#### INFORMATION GIVEN ####
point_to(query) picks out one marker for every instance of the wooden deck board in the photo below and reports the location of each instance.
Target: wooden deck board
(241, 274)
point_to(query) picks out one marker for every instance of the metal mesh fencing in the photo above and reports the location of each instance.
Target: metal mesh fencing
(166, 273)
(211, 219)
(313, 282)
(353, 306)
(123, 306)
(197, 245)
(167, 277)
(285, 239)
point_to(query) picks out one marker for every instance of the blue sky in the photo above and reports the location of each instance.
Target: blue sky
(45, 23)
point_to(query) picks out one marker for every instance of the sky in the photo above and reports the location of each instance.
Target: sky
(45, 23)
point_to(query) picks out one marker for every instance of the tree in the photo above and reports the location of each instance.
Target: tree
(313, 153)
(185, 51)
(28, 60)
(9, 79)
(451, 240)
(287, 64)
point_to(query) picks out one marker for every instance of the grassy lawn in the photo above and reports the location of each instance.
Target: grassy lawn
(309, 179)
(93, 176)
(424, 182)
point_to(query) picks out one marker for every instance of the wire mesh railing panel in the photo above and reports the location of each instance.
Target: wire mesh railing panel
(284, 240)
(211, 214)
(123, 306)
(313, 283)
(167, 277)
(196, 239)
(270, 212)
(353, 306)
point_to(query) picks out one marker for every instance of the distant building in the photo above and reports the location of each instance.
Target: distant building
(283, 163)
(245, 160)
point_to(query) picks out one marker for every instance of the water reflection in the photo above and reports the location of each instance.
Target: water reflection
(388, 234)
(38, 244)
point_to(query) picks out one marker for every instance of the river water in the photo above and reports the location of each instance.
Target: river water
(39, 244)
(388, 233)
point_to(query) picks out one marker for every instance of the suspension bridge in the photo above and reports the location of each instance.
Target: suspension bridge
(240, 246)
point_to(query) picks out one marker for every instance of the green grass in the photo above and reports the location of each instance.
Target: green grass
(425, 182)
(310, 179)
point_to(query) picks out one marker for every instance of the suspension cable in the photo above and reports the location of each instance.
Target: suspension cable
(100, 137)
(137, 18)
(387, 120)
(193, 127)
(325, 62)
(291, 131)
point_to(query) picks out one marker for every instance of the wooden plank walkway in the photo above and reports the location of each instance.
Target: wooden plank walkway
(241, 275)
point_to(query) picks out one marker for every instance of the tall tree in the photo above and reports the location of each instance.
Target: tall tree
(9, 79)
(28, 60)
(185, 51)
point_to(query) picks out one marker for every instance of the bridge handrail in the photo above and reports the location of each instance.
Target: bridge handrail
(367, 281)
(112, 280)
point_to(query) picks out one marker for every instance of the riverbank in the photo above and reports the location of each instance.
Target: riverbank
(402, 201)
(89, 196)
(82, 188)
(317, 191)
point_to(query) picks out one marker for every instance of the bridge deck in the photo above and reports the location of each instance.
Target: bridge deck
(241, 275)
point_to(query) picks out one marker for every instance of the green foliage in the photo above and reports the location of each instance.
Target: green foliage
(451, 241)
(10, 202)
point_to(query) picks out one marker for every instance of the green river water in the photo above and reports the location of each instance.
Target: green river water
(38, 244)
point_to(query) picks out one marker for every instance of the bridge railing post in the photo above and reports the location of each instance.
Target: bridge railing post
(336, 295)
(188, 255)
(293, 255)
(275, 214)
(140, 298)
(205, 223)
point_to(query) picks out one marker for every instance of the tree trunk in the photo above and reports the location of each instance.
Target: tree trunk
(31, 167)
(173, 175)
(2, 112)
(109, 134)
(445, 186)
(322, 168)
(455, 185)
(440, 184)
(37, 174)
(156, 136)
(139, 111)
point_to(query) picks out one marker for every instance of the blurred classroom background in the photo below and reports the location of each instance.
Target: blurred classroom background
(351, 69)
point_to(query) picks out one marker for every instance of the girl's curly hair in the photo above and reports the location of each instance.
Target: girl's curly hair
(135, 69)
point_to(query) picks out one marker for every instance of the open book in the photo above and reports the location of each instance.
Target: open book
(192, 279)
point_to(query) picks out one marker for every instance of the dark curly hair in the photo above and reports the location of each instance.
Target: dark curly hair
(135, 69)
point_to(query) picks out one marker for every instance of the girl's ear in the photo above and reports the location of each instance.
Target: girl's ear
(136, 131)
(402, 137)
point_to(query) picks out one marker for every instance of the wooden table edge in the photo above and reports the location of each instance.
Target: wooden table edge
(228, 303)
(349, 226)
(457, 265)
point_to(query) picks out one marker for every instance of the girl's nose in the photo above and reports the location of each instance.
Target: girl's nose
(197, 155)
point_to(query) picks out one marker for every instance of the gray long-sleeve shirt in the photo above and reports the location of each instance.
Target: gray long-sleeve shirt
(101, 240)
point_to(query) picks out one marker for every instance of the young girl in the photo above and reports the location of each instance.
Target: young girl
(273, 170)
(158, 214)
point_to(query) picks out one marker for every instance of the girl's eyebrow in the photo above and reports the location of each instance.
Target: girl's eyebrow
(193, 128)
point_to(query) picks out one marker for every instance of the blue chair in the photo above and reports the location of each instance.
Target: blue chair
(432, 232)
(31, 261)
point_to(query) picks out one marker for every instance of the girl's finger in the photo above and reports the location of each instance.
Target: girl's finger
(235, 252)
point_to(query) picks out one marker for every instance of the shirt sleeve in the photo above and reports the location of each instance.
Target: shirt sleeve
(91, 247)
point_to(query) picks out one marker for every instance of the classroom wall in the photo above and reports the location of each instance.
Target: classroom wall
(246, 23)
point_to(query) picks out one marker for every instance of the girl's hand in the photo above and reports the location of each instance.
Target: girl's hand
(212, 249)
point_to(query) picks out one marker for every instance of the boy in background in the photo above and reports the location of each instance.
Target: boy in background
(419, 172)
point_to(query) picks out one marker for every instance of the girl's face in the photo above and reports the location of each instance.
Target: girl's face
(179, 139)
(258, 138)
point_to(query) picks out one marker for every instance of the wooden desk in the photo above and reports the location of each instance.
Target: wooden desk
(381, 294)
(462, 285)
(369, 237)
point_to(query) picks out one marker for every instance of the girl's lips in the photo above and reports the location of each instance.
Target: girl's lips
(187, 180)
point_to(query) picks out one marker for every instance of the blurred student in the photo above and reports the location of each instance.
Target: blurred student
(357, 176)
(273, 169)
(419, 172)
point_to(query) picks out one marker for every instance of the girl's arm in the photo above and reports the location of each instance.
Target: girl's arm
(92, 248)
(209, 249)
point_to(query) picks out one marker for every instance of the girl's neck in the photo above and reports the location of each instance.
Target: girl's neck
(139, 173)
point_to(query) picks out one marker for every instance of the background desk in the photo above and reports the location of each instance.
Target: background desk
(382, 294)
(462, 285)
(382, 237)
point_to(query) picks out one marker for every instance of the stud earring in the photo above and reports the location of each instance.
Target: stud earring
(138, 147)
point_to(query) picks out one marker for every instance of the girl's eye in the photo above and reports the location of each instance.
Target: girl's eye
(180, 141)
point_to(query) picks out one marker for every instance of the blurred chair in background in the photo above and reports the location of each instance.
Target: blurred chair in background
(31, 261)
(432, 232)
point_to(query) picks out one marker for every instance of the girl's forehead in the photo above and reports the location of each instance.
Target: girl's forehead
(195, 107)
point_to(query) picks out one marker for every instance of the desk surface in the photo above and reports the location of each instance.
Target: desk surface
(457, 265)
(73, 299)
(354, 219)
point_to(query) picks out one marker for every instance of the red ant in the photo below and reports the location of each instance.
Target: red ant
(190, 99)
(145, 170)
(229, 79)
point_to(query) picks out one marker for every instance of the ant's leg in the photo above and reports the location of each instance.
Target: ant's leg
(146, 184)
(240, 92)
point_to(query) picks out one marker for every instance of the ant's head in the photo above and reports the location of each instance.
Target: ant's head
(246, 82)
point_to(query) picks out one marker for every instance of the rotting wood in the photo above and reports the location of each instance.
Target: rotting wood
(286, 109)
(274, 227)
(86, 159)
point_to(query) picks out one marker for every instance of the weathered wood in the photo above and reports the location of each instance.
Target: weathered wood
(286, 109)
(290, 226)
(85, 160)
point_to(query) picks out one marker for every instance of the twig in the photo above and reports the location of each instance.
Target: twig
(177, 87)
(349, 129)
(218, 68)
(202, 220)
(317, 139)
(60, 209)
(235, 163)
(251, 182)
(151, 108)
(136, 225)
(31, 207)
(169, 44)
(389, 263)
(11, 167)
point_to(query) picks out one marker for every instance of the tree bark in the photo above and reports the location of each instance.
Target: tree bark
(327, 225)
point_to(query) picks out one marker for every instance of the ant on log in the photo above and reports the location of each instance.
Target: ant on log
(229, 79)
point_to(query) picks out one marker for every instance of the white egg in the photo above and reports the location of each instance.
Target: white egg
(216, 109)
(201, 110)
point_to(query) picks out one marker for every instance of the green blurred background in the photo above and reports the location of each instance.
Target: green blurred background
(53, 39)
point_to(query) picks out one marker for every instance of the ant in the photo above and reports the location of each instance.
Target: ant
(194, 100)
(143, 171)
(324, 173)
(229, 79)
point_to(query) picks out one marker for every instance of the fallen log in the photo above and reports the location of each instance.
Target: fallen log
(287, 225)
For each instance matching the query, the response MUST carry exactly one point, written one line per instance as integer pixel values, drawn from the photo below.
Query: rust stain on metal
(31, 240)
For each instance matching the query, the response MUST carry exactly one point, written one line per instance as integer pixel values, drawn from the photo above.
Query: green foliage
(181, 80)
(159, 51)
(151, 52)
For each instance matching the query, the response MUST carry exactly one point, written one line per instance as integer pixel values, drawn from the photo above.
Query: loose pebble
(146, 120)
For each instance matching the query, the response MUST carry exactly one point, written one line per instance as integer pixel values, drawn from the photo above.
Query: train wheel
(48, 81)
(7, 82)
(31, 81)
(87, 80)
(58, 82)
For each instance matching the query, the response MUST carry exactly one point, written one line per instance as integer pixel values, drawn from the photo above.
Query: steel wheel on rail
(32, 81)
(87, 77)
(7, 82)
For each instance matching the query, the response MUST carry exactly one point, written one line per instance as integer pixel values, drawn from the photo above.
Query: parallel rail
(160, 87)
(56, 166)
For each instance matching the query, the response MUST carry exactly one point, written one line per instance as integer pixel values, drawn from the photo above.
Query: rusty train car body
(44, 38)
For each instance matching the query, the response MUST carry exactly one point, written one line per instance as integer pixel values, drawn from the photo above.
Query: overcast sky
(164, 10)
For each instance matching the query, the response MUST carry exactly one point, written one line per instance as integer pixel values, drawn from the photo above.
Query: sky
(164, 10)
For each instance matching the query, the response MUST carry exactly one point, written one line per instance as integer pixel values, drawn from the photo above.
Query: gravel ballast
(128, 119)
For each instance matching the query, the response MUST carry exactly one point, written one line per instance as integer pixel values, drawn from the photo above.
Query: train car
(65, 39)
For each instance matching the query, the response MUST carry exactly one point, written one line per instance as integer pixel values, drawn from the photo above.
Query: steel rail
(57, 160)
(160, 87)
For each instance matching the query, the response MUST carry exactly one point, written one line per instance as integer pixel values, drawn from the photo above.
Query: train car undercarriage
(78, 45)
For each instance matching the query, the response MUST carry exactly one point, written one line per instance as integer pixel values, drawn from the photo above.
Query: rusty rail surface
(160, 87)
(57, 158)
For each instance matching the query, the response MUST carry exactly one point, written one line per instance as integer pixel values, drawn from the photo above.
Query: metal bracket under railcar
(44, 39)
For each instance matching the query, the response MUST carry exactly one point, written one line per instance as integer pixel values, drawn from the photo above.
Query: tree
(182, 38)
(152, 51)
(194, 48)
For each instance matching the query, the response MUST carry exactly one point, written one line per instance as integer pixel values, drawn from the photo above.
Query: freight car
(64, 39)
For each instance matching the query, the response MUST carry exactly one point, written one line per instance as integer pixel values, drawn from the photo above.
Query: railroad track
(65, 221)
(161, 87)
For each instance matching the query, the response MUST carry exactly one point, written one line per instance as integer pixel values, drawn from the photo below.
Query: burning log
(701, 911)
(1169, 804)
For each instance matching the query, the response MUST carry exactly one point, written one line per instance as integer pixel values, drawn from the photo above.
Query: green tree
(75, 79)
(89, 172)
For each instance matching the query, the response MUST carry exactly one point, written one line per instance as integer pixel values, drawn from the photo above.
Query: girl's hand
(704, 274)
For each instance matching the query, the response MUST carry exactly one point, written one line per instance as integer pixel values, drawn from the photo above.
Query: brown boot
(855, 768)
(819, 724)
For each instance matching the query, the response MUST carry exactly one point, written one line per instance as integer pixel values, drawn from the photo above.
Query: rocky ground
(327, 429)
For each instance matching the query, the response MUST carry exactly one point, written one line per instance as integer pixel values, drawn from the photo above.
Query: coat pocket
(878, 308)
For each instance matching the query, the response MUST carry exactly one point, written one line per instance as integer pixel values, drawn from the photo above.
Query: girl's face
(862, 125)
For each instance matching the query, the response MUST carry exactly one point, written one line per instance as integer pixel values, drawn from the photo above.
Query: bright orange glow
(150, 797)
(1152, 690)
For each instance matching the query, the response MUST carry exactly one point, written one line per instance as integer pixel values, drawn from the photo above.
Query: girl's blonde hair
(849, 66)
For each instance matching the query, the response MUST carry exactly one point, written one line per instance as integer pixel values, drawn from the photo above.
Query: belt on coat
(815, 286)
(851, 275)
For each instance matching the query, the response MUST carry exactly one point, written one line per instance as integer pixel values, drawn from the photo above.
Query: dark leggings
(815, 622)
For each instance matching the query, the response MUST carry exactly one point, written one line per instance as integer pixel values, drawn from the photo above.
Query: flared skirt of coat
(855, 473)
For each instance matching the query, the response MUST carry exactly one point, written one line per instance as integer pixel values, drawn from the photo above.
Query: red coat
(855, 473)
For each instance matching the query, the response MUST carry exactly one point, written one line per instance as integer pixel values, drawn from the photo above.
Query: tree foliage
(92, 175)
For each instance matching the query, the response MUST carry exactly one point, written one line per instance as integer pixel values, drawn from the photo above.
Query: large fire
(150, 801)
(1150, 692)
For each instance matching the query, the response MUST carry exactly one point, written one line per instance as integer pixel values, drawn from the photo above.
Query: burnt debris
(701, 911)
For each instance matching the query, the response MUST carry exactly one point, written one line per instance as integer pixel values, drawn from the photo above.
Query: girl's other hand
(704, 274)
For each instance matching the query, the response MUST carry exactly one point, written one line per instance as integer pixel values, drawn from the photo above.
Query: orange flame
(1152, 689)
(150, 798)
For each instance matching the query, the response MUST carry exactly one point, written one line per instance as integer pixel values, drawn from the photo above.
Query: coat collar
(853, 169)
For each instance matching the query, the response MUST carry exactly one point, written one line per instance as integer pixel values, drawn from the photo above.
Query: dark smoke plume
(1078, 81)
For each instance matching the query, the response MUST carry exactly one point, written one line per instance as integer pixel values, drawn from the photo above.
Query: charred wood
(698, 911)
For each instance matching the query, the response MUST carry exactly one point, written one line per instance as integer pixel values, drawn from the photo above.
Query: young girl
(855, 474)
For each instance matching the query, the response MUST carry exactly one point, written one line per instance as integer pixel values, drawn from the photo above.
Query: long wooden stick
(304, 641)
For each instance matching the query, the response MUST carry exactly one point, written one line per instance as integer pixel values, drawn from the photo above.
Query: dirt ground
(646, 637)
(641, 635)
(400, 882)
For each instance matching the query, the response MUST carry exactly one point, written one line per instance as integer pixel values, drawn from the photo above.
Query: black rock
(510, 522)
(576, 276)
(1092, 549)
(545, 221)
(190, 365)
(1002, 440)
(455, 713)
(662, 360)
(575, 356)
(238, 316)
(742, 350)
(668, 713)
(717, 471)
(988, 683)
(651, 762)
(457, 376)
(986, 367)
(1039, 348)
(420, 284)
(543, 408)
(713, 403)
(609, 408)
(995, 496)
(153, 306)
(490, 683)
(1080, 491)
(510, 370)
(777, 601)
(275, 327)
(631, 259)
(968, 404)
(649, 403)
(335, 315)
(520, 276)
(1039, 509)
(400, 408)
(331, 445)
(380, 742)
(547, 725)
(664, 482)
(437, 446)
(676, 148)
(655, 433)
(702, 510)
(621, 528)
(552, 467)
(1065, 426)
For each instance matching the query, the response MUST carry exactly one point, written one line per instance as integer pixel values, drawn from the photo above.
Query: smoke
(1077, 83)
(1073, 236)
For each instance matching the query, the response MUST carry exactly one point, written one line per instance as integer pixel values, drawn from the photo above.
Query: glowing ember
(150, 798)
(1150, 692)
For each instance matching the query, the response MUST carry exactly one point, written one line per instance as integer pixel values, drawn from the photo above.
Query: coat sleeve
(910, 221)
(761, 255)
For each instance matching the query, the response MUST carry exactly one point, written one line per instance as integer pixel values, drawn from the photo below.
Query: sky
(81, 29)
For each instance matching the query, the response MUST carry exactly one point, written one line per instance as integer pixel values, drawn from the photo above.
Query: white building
####
» PROBLEM TO SOLVE
Copy out the data above word for word, starting at its first line and ending with the line that contains "of the distant".

» ANSWER
point_to(query) picks out one marker for every instance of the wooden deck board in the photo below and reports the location of each instance.
Target: wooden deck board
(241, 274)
point_to(query) picks out one marker for every instance of the metal mesh fencing in the photo above and reports the location of each instance.
Target: metal mesh fencing
(166, 273)
(211, 219)
(313, 282)
(353, 306)
(123, 306)
(197, 245)
(167, 277)
(285, 239)
point_to(query) picks out one marker for every instance of the blue sky in the photo above and reports the location of each instance.
Target: blue sky
(45, 23)
point_to(query) picks out one marker for every instance of the sky in the photo above and reports the location of each instance.
Target: sky
(45, 23)
point_to(query) picks out one marker for every instance of the tree in the photo above and reports the location of each instance.
Target: tree
(313, 153)
(185, 51)
(28, 60)
(9, 79)
(451, 240)
(287, 64)
point_to(query) picks out one marker for every instance of the grassy lawn in the photo above and reports the location of each instance.
Target: grassy lawn
(309, 179)
(93, 176)
(424, 182)
point_to(query) picks out one marker for every instance of the wire mesh railing panel in the photo above and reports the location of each instance.
Target: wire mesh railing panel
(284, 240)
(211, 214)
(123, 306)
(313, 283)
(167, 277)
(196, 239)
(270, 212)
(353, 306)
point_to(query) picks out one marker for every instance of the distant building in the photo above and reports the location of each instance.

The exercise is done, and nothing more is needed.